WORK INSTRUCTIONS:
Scan the entries below. Report each line where the string "black" occurs.

SOURCE DATA:
============
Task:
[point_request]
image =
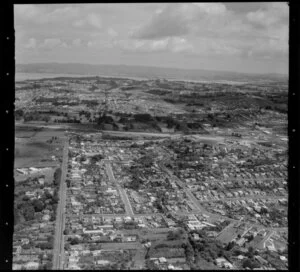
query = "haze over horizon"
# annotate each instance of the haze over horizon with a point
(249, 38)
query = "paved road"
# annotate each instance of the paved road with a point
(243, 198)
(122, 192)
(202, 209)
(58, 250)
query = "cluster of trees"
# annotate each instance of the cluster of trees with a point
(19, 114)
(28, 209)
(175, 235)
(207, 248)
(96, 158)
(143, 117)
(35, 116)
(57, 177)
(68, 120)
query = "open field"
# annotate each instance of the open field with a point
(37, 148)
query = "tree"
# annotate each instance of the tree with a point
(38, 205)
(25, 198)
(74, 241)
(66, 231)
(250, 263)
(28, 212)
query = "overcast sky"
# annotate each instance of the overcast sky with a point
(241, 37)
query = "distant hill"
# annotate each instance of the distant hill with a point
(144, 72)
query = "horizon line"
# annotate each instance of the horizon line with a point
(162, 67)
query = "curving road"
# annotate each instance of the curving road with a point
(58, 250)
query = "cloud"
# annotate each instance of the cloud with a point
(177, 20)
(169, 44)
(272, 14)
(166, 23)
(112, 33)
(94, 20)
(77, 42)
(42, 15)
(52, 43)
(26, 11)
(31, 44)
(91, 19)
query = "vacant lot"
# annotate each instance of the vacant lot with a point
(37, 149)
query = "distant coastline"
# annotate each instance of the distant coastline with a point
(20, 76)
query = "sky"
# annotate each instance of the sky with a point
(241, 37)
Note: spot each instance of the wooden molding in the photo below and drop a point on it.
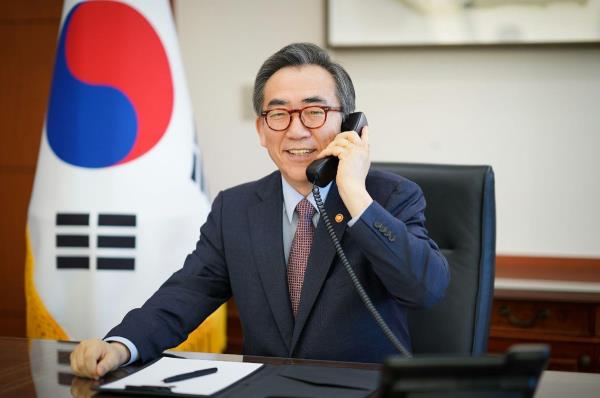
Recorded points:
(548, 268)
============
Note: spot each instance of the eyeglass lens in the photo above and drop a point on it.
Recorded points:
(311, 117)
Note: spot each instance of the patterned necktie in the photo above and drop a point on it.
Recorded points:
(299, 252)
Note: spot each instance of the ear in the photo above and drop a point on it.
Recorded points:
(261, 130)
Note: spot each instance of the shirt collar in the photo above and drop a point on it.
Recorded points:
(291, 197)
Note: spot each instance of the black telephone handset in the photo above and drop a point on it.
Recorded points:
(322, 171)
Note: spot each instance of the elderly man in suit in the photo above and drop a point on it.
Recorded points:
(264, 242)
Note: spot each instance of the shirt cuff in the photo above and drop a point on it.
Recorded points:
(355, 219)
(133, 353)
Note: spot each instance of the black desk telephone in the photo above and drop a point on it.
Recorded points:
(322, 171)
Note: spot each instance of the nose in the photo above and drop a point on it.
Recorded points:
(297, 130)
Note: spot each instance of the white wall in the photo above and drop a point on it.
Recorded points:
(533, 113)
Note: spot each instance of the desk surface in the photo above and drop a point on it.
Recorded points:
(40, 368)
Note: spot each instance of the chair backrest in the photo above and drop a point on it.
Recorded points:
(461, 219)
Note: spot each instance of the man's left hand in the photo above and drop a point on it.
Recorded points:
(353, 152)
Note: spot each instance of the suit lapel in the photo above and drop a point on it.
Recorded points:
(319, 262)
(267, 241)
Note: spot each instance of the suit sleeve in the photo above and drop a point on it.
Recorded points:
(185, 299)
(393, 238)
============
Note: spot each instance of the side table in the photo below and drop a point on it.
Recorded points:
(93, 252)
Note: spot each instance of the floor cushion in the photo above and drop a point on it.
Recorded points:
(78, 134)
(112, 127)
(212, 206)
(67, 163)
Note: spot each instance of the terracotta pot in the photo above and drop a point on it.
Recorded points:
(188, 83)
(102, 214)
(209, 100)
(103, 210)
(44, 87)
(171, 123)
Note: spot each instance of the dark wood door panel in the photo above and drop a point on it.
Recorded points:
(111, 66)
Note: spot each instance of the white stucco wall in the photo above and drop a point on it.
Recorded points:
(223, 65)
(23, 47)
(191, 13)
============
TASK OUTPUT:
Note: spot each instance of the black telephone handset in the photo above and drop a point on it.
Note: spot each instance of the black desk telephone in the photo above and drop a point on it.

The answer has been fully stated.